:: Work to complete ::
Copy every one of the entries below word for word, leaving out the pictures.

Lines of data:
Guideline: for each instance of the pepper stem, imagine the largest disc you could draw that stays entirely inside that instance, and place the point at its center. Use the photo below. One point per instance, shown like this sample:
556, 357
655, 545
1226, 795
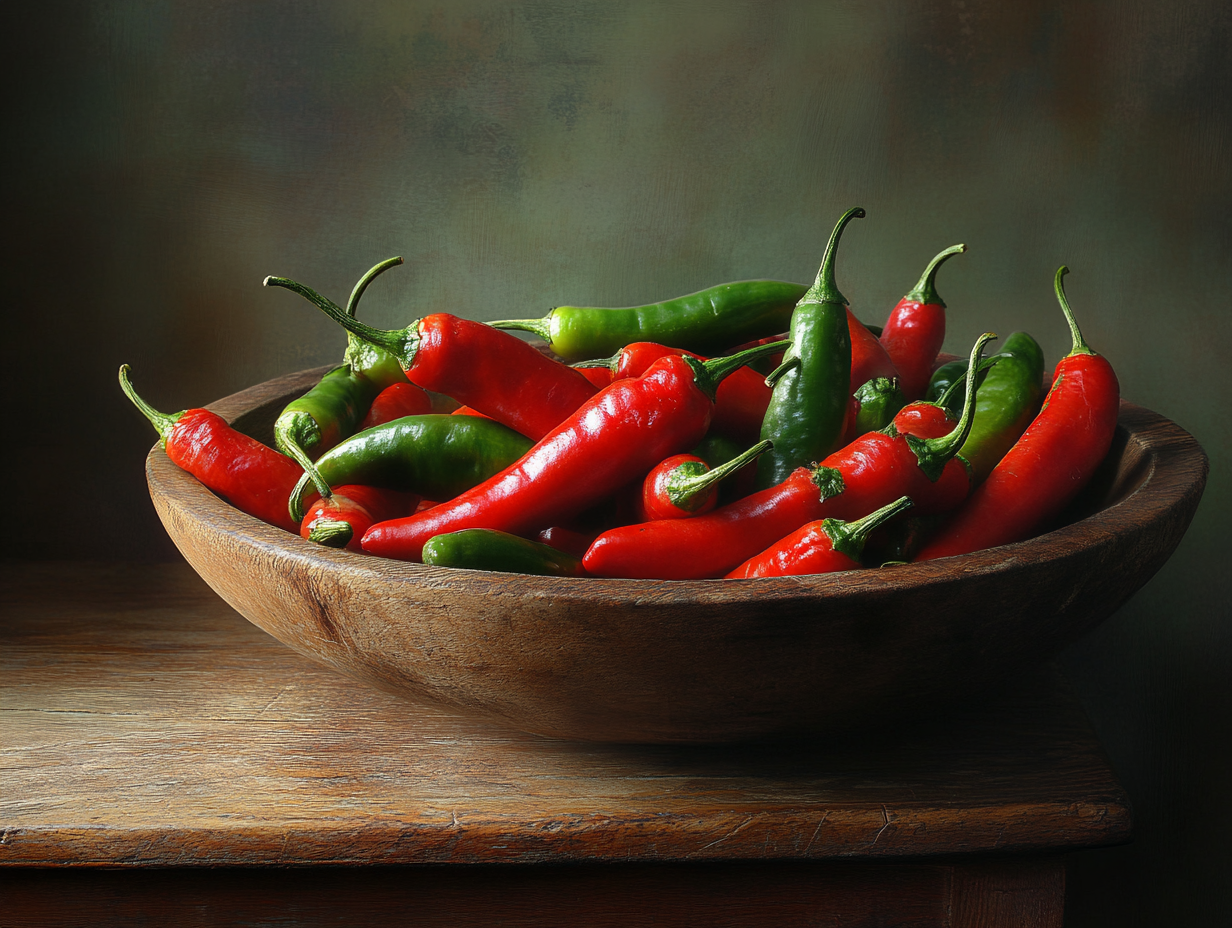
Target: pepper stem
824, 290
849, 537
162, 422
691, 488
776, 374
536, 327
401, 343
367, 279
710, 374
332, 533
933, 454
609, 362
1081, 346
296, 500
981, 374
925, 290
291, 447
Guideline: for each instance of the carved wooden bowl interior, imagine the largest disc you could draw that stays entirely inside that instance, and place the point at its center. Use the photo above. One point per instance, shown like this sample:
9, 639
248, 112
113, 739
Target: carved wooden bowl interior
699, 661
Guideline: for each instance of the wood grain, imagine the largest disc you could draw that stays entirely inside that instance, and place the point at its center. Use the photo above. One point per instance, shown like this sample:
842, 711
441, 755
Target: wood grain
145, 724
695, 661
1013, 894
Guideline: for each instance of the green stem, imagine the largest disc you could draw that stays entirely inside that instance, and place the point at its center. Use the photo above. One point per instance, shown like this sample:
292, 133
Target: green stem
332, 533
710, 374
849, 537
933, 454
296, 502
824, 290
925, 290
162, 422
1079, 346
689, 488
401, 343
291, 447
367, 279
537, 327
984, 366
776, 374
609, 362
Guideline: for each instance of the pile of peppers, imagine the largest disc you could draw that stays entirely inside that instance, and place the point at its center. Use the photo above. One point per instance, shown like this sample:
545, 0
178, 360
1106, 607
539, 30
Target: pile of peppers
752, 429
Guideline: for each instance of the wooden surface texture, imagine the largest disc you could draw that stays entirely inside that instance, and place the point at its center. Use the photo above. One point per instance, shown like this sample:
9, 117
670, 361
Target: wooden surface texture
695, 661
145, 724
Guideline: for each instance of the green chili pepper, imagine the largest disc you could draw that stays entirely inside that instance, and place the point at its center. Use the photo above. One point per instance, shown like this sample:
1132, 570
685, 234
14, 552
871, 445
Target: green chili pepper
707, 322
1007, 399
1005, 403
336, 404
436, 456
944, 377
880, 402
812, 385
489, 550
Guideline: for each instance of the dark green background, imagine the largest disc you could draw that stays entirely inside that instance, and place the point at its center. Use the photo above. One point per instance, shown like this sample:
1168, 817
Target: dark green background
162, 158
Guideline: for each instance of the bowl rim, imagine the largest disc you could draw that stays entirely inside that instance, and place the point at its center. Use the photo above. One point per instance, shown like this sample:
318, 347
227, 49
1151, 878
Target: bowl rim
1177, 470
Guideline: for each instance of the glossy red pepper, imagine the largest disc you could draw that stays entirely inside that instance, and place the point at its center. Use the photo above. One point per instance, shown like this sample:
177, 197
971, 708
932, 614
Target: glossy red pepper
1053, 459
611, 440
486, 369
394, 402
915, 329
864, 476
822, 546
341, 520
684, 486
869, 358
739, 404
250, 476
600, 376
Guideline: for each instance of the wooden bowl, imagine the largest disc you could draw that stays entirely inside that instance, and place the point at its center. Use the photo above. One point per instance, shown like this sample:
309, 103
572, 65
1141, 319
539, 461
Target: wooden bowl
700, 661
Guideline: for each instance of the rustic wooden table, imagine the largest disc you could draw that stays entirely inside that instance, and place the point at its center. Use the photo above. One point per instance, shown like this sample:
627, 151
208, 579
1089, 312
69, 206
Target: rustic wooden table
163, 762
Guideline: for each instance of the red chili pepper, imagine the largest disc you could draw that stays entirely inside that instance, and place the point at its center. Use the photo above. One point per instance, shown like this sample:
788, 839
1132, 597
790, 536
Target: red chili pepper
915, 329
1053, 459
489, 370
394, 402
611, 440
684, 486
341, 520
250, 476
869, 358
567, 540
600, 376
739, 404
468, 411
924, 420
870, 472
822, 546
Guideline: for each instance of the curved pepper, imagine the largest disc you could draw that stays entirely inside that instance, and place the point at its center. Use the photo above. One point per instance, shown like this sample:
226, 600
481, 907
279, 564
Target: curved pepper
610, 441
684, 484
915, 328
488, 550
741, 401
811, 387
866, 475
492, 371
248, 475
343, 518
1051, 462
822, 546
333, 408
707, 322
394, 402
435, 456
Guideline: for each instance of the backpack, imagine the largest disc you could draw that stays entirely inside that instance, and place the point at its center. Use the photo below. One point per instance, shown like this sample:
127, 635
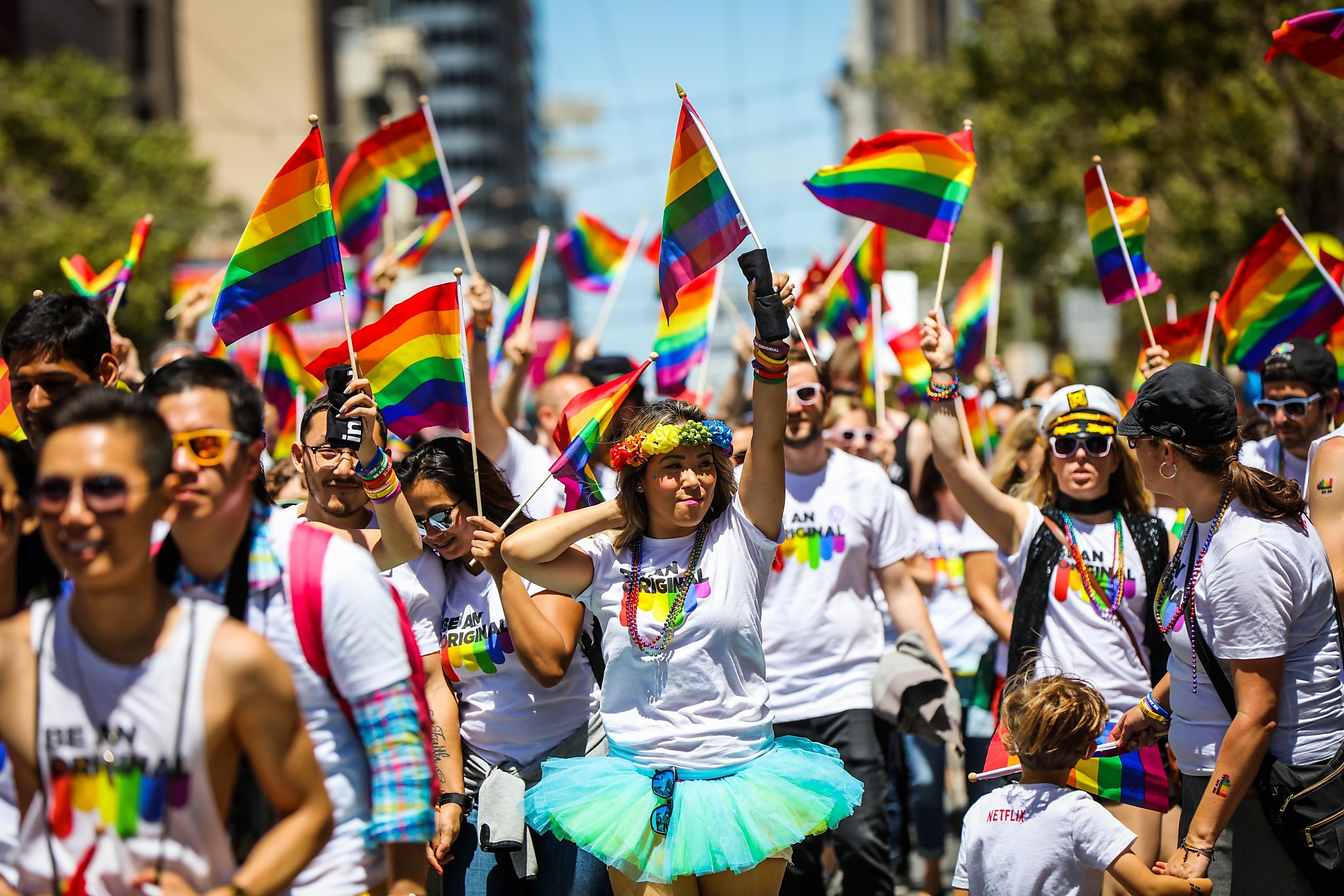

:: Exercise solution ::
Guideline: for each instance of the pepper stem, imagine the largest disc you could draw that stays entirely inside that instance, and place the point at its center. Use the photo below. One point per instance, shown like this sample:
556, 357
655, 545
1226, 795
Target: pepper stem
824, 290
849, 537
162, 422
691, 488
776, 374
536, 327
401, 343
367, 279
710, 374
332, 533
933, 454
609, 362
1081, 346
296, 500
981, 374
925, 290
291, 447
Guideline: for each instance of the carved wooden bowl interior, imagine the largest disc you could draw that stays entirely inside that instance, and place the point at its center. Use the photo above. One point per instance, shown like this sample:
9, 639
248, 112
113, 739
Target: carved wooden bowl interior
699, 661
Guideline: for each instance of the wood grain, imagine the largest disc you could draw that stays entirely inside that instance, and place the point at its center. Use the photo above. One point per instance, shown like this sample:
842, 711
441, 755
Target: wood grain
145, 724
695, 661
1013, 894
Guideline: for each instance of the green stem, imagine the largest disc you could draw that stays entirely inside that instance, and place the point at its center. Use the photo above. One point per instance, shown like this sample:
292, 133
Target: green stem
332, 533
710, 374
849, 537
933, 454
296, 502
824, 290
925, 290
162, 422
1079, 346
689, 488
401, 343
291, 447
367, 279
537, 327
984, 366
776, 374
609, 362
Guideline: for each instance of the pile of peppers, imagine the largest disc you could draw that stays entirely inside that instance, and place the point at its center. Use the photo above. One point per instance, shown like this sample:
545, 0
178, 360
1106, 607
539, 30
Target: pile of peppers
752, 429
Guideline: for each instance of the wooden surface texture, imagine the largest disc you could draw that stays entirely inside that instance, and place the point at its center. Use the photo above. One point per instance, shown like this sample:
9, 117
670, 361
Target: wooden surface texture
695, 661
145, 724
Guideline: for each instance of the green chili pepper, imagine the largest disc you could draw that stays entirely inside that instance, and place the point at its center. Use the photo above. One point per instance, shown like this sample:
1132, 570
685, 234
14, 552
871, 445
Target: green chili pepper
707, 322
1007, 399
1005, 403
336, 404
436, 456
944, 377
880, 402
812, 385
489, 550
Guideline: for each instance of the dark green background, imagine the largest disc you could draw that stays entirely inside that instance, and place the point at its center. Use the photo above. One point per instance, shown like this sample:
1168, 817
Target: dark green background
162, 158
Guideline: for each instance of the bowl rim, imagine the largest disc you could draw that stays entirely inside that instance, and place the point at its center. Use the photo above. One point per instance, shown like this sample:
318, 347
227, 49
1151, 878
Target: bowl rim
1177, 470
Guideline: for each instance of the glossy red pepper, imagine the largest disc you could draw that stays entirely inside that instance, and place the point at its center. Use the photo above. One point per instance, shown like this sample:
177, 197
971, 708
932, 614
Target: glossy red pepper
1053, 459
611, 440
486, 369
394, 402
915, 329
864, 476
822, 546
341, 520
684, 486
869, 358
739, 404
250, 476
600, 376
Guideline: for each instance of the wooden bowl, imagine the largest disc you could draw that stays entirely inside that instance, and place the point at its center. Use the photo above. One point per instance, shown like this sample:
309, 103
572, 65
1141, 319
539, 461
Target: wooden bowl
700, 661
Guideline: for each instance of the rustic wooden table, imagine the largest disc you could draw that stays entirely inside that instance, and place the point at its center. Use the photo above. One point per instance, shown like this sample:
627, 151
208, 579
1089, 312
69, 206
Target: rustic wooden table
163, 762
Guideline: for each instance of the red chili pepper, imagine the largest disc you could draw that stays entirely inside that instance, and place the point at its center. Use the photo above. One point per instance, shown like this sample:
788, 839
1132, 597
790, 536
Target: red chili pepper
915, 329
1053, 459
489, 370
394, 402
611, 440
684, 486
341, 520
250, 476
869, 358
567, 540
600, 376
739, 404
468, 411
924, 420
870, 472
822, 546
Guideline: for each instance of the curved pepper, imagine the largest disc you could draw that stays entirely inside that instance, and place the point at its center. Use the photo above. One point per instance, shown like this sample:
226, 600
481, 907
279, 564
Target: curved pepper
610, 441
684, 484
915, 328
488, 550
741, 401
811, 387
866, 475
492, 371
248, 475
343, 518
1051, 462
822, 546
333, 408
707, 322
394, 402
435, 456
Guideline: for each instance of the backpack, imagine the largest disc you could draw that stays entirely inside that instance, and place the point at its center. Use the photo below. One point per instance, shown like this sample:
127, 635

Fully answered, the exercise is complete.